>>>>>

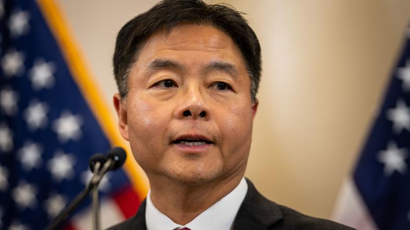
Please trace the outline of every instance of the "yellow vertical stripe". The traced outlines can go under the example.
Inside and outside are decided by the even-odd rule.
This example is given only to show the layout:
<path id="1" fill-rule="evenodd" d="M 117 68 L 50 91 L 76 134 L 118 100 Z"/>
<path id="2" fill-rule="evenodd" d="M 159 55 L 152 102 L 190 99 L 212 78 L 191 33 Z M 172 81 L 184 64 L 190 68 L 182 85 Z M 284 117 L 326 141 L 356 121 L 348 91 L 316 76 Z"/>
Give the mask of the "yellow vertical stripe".
<path id="1" fill-rule="evenodd" d="M 59 44 L 67 65 L 83 96 L 97 119 L 103 131 L 113 146 L 121 146 L 127 150 L 127 157 L 124 168 L 140 199 L 146 196 L 148 180 L 145 173 L 134 160 L 126 143 L 121 137 L 117 126 L 97 84 L 86 67 L 82 56 L 70 36 L 62 11 L 54 0 L 38 0 L 39 8 Z"/>

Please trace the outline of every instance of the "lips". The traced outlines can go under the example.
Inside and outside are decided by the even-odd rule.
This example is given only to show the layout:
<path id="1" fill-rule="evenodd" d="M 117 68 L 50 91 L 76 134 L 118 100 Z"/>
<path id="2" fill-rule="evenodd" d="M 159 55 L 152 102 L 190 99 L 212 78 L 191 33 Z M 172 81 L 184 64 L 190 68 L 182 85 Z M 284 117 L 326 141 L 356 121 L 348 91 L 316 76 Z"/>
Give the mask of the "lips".
<path id="1" fill-rule="evenodd" d="M 202 145 L 212 144 L 212 142 L 209 141 L 207 138 L 200 135 L 180 136 L 172 141 L 172 143 L 189 146 Z"/>

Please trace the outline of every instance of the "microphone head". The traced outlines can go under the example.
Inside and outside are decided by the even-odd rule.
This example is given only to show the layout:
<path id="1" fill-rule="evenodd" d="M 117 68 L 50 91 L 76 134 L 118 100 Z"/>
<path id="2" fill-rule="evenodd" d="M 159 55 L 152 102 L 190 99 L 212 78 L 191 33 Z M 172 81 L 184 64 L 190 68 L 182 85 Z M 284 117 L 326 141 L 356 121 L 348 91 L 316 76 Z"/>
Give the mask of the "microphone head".
<path id="1" fill-rule="evenodd" d="M 121 168 L 125 162 L 127 153 L 121 147 L 111 148 L 107 153 L 107 158 L 111 159 L 113 163 L 111 164 L 109 170 L 116 170 Z"/>
<path id="2" fill-rule="evenodd" d="M 90 166 L 90 169 L 91 170 L 91 172 L 94 172 L 94 167 L 95 167 L 96 164 L 97 162 L 100 163 L 100 169 L 101 167 L 102 167 L 102 165 L 104 164 L 105 162 L 107 161 L 107 158 L 105 157 L 103 154 L 102 154 L 101 153 L 96 153 L 95 154 L 91 156 L 91 158 L 90 158 L 90 163 L 89 164 Z"/>

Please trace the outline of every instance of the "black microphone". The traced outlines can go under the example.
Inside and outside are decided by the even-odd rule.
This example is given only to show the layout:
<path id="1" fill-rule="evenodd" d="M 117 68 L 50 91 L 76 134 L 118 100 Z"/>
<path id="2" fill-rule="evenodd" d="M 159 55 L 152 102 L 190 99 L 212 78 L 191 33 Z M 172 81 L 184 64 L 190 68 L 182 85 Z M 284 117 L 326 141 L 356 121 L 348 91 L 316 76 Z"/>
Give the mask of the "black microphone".
<path id="1" fill-rule="evenodd" d="M 90 169 L 91 170 L 91 172 L 94 172 L 94 168 L 96 167 L 96 165 L 98 163 L 100 163 L 100 165 L 98 166 L 99 169 L 98 169 L 99 171 L 100 169 L 101 168 L 101 166 L 106 161 L 107 158 L 104 155 L 101 153 L 96 153 L 90 158 L 90 163 L 89 163 Z"/>
<path id="2" fill-rule="evenodd" d="M 74 209 L 78 205 L 83 202 L 87 198 L 87 195 L 91 190 L 95 192 L 95 193 L 96 199 L 93 199 L 95 202 L 93 202 L 96 205 L 93 205 L 94 207 L 94 212 L 99 212 L 99 207 L 98 206 L 98 192 L 97 190 L 98 184 L 102 178 L 104 174 L 109 170 L 116 170 L 120 168 L 125 162 L 127 158 L 127 154 L 125 150 L 121 147 L 116 147 L 108 151 L 106 155 L 97 153 L 93 155 L 90 160 L 90 169 L 94 172 L 94 169 L 97 165 L 99 165 L 98 172 L 94 174 L 91 179 L 91 181 L 86 186 L 85 188 L 75 197 L 71 201 L 68 203 L 54 220 L 46 227 L 46 230 L 54 230 L 57 229 L 60 225 L 71 214 Z M 96 214 L 96 222 L 99 222 L 99 218 L 98 215 Z M 97 223 L 98 224 L 98 223 Z M 99 224 L 96 224 L 96 229 L 99 229 Z"/>
<path id="3" fill-rule="evenodd" d="M 110 159 L 111 163 L 108 168 L 109 171 L 117 170 L 125 162 L 127 158 L 127 153 L 125 150 L 121 147 L 115 147 L 111 148 L 107 153 L 107 161 Z"/>

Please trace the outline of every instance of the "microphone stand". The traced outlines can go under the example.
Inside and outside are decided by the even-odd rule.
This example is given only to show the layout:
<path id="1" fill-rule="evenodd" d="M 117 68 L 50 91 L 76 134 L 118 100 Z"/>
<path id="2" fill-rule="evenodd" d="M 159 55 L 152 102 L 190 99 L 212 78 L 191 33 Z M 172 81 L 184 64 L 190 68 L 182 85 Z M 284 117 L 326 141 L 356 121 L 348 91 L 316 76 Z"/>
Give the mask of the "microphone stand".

<<<<<

Put the data above into a numbered list with one line per item, leaving out blank lines and the pictures.

**ANSWER TO THIS EXERCISE**
1. Please trace the outline of every instance of the "yellow vertical stripe". The traced outlines can go under the example.
2. Inside and outside are decided by the even-odd rule.
3. This example is given only to show the layout:
4. <path id="1" fill-rule="evenodd" d="M 117 68 L 50 91 L 76 134 L 118 100 Z"/>
5. <path id="2" fill-rule="evenodd" d="M 159 55 L 152 102 L 190 99 L 212 78 L 191 33 Z M 172 81 L 184 64 L 190 68 L 182 85 Z M 284 117 L 326 141 L 356 121 L 348 91 L 316 76 Z"/>
6. Give the mask of the "yellow vertical stripe".
7. <path id="1" fill-rule="evenodd" d="M 59 44 L 67 65 L 83 96 L 97 119 L 103 131 L 113 146 L 121 146 L 127 150 L 127 157 L 124 168 L 140 199 L 146 196 L 148 180 L 145 173 L 134 160 L 126 143 L 121 137 L 117 126 L 97 84 L 86 67 L 82 56 L 70 36 L 62 11 L 54 0 L 38 0 L 39 8 Z"/>
8. Please trace the outline of every instance of the "lips". The traced outlines can go under the example.
9. Inside and outside are decided by the even-odd rule.
10. This example is given only to show the layout:
11. <path id="1" fill-rule="evenodd" d="M 117 68 L 50 91 L 76 134 L 118 100 Z"/>
12. <path id="2" fill-rule="evenodd" d="M 159 55 L 152 102 L 190 99 L 212 78 L 191 33 Z M 172 81 L 184 64 L 190 68 L 182 85 Z M 284 117 L 326 141 L 356 121 L 348 91 L 316 76 Z"/>
13. Give the mask of the "lips".
14. <path id="1" fill-rule="evenodd" d="M 202 145 L 212 144 L 212 142 L 209 141 L 207 138 L 200 135 L 180 136 L 172 141 L 172 143 L 189 146 Z"/>
15. Please trace the outline of every instance of the "microphone head". The traced outlines can go under the example.
16. Inside and outside are decided by the even-odd rule.
17. This example is given only to show the layout:
18. <path id="1" fill-rule="evenodd" d="M 117 68 L 50 91 L 76 134 L 118 100 Z"/>
19. <path id="2" fill-rule="evenodd" d="M 159 55 L 152 102 L 190 99 L 212 78 L 191 33 Z M 172 81 L 184 64 L 190 68 L 182 85 Z M 284 117 L 326 141 L 356 121 L 348 91 L 316 76 Z"/>
20. Give the mask of the "microphone head".
21. <path id="1" fill-rule="evenodd" d="M 121 168 L 125 162 L 127 153 L 121 147 L 111 148 L 107 153 L 107 158 L 111 159 L 113 163 L 111 164 L 109 170 L 116 170 Z"/>
22. <path id="2" fill-rule="evenodd" d="M 90 166 L 90 169 L 91 170 L 91 172 L 94 172 L 94 167 L 95 167 L 96 164 L 97 162 L 100 163 L 100 169 L 101 167 L 102 167 L 102 165 L 104 164 L 105 162 L 107 161 L 107 158 L 105 157 L 103 154 L 102 154 L 101 153 L 96 153 L 95 154 L 91 156 L 91 158 L 90 158 L 90 163 L 89 164 Z"/>
23. Please trace the outline of every instance of the "black microphone". The traced outlines can go under the example.
24. Inside and outside are decided by the even-odd rule.
25. This example is given only to show the layout:
26. <path id="1" fill-rule="evenodd" d="M 117 68 L 50 91 L 76 134 L 118 100 Z"/>
27. <path id="2" fill-rule="evenodd" d="M 159 55 L 152 102 L 190 99 L 212 78 L 191 33 Z M 172 81 L 184 64 L 190 68 L 182 85 Z M 284 117 L 326 141 L 356 121 L 348 91 L 316 76 Z"/>
28. Give the mask of the "black microphone".
29. <path id="1" fill-rule="evenodd" d="M 90 169 L 91 170 L 91 172 L 94 172 L 94 168 L 96 167 L 96 165 L 98 163 L 100 163 L 100 165 L 98 166 L 99 169 L 98 169 L 99 171 L 100 169 L 101 168 L 101 166 L 106 161 L 107 158 L 104 155 L 101 153 L 96 153 L 90 158 L 90 163 L 89 163 Z"/>
30. <path id="2" fill-rule="evenodd" d="M 74 209 L 78 205 L 83 202 L 87 198 L 87 195 L 91 190 L 95 192 L 95 193 L 96 199 L 93 199 L 95 202 L 93 202 L 96 205 L 93 205 L 94 207 L 94 212 L 99 212 L 99 207 L 98 206 L 98 192 L 97 190 L 98 184 L 102 178 L 104 174 L 109 170 L 116 170 L 120 168 L 125 162 L 127 158 L 127 154 L 125 150 L 121 147 L 116 147 L 108 151 L 106 155 L 97 153 L 93 155 L 90 160 L 90 169 L 94 172 L 94 169 L 97 165 L 99 165 L 98 172 L 94 174 L 91 179 L 91 181 L 86 186 L 85 188 L 75 197 L 71 201 L 68 203 L 54 220 L 46 227 L 46 230 L 54 230 L 57 229 L 60 225 L 71 214 Z M 96 214 L 96 222 L 99 222 L 99 218 L 98 215 Z M 97 223 L 98 224 L 98 223 Z M 99 224 L 96 224 L 96 229 L 99 229 Z"/>
31. <path id="3" fill-rule="evenodd" d="M 110 159 L 111 163 L 108 168 L 109 171 L 117 170 L 125 162 L 127 158 L 127 153 L 125 150 L 121 147 L 115 147 L 111 148 L 107 153 L 107 161 Z"/>
32. Please trace the outline of every instance of the "microphone stand". The traced outlines can go under the example.
33. Inside and outside are decided by the even-odd rule.
34. This example is given only to show the layout:
35. <path id="1" fill-rule="evenodd" d="M 117 68 L 50 91 L 76 134 L 118 100 Z"/>
36. <path id="2" fill-rule="evenodd" d="M 159 55 L 152 102 L 190 99 L 212 78 L 191 33 Z M 172 81 L 184 64 L 190 68 L 182 85 Z M 284 117 L 326 141 L 356 121 L 348 91 L 316 76 Z"/>
37. Give the mask of the "microphone stand".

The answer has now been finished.